● GOAL
Show each line in the records below that contains the word "tree".

● GIVEN DATA
^^^^
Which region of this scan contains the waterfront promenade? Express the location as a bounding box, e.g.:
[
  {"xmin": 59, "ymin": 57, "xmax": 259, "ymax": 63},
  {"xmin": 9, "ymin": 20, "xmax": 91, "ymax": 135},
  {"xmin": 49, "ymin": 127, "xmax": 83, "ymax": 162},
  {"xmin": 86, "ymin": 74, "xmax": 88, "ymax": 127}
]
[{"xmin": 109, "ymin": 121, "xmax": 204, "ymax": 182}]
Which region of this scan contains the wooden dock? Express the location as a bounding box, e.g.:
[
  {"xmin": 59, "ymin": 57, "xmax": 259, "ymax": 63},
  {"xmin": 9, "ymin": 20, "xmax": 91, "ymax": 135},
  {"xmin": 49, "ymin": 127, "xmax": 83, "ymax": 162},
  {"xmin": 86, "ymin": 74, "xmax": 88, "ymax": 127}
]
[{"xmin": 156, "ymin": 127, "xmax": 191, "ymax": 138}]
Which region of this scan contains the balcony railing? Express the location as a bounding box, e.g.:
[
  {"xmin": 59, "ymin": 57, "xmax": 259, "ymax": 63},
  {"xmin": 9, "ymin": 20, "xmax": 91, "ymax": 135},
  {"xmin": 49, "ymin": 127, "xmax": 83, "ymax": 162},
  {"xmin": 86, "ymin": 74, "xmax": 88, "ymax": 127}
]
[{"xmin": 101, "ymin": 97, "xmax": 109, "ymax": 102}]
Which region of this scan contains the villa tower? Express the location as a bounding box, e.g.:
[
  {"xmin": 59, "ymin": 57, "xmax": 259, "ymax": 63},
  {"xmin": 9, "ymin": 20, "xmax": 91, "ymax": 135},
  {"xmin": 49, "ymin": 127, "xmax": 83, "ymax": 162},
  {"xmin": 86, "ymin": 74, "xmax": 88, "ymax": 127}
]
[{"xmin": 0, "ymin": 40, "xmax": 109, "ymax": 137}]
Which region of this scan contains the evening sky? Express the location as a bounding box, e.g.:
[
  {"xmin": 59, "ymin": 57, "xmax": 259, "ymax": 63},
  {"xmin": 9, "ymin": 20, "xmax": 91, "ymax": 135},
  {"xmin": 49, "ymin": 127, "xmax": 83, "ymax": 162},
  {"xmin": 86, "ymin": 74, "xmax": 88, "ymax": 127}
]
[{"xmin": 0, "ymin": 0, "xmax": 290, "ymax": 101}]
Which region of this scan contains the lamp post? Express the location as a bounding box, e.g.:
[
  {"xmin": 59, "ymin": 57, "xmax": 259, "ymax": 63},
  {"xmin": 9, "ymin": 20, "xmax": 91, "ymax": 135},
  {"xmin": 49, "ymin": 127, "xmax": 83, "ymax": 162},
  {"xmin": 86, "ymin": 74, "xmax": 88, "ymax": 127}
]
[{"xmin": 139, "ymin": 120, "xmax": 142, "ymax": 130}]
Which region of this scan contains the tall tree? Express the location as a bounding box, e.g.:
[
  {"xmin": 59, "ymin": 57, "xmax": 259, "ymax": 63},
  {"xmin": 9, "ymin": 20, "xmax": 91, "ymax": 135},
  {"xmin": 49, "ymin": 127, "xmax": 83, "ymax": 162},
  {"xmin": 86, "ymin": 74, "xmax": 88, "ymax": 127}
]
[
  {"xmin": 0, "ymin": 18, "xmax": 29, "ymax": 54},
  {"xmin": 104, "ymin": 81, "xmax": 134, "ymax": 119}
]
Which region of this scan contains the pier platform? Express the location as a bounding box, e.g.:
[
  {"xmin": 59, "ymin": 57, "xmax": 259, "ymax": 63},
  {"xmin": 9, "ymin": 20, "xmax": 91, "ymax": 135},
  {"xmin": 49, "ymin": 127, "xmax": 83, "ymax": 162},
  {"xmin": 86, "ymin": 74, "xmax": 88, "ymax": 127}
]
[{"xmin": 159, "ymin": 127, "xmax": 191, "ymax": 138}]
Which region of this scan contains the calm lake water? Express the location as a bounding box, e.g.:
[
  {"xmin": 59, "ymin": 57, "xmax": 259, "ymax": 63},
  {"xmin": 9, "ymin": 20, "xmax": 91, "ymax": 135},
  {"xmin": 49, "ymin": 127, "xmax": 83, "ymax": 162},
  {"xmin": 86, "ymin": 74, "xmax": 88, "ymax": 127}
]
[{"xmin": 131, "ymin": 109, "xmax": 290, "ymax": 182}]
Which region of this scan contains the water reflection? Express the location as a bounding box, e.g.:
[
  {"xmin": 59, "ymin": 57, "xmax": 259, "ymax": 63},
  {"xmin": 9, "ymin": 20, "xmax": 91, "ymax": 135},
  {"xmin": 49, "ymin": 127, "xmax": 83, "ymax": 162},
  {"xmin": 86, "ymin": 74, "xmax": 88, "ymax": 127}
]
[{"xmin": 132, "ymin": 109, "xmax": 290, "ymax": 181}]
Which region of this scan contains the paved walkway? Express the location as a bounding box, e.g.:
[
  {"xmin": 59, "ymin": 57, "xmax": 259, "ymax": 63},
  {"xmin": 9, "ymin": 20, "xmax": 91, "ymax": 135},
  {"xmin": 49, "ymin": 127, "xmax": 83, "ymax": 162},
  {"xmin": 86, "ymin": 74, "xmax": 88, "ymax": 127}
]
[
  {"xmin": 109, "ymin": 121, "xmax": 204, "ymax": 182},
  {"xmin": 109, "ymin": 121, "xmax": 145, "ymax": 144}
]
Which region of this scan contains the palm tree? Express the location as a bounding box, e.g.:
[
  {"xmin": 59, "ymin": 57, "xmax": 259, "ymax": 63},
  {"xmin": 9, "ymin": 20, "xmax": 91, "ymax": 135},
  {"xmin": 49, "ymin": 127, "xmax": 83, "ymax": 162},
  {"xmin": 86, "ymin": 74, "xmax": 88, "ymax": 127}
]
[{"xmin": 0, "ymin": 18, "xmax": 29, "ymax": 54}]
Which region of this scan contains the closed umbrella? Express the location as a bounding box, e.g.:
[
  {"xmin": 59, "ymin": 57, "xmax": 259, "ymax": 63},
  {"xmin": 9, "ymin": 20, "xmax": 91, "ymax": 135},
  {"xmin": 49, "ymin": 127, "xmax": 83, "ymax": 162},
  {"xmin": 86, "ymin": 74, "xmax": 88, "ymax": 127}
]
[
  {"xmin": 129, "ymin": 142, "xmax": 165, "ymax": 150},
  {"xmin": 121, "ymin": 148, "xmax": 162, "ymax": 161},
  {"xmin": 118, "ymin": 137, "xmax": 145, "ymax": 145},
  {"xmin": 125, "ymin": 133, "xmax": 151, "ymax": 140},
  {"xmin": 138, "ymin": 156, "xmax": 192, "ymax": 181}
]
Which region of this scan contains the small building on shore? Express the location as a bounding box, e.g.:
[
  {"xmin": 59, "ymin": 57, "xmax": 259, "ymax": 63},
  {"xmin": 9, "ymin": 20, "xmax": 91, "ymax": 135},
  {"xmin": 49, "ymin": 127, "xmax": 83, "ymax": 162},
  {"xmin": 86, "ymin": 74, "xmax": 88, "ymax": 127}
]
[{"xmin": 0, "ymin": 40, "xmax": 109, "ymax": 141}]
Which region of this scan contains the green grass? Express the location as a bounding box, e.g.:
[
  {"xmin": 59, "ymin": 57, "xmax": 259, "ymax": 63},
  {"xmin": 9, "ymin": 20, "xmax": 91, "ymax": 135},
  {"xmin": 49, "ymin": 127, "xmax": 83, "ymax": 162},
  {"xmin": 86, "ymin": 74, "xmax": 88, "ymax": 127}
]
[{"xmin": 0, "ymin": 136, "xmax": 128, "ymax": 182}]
^^^^
● EXERCISE RESULT
Which region of this scan contains the tall tree? Express the location as a bounding box, e.g.:
Which region of this scan contains the palm tree? Express the location as a bounding box, e.g.:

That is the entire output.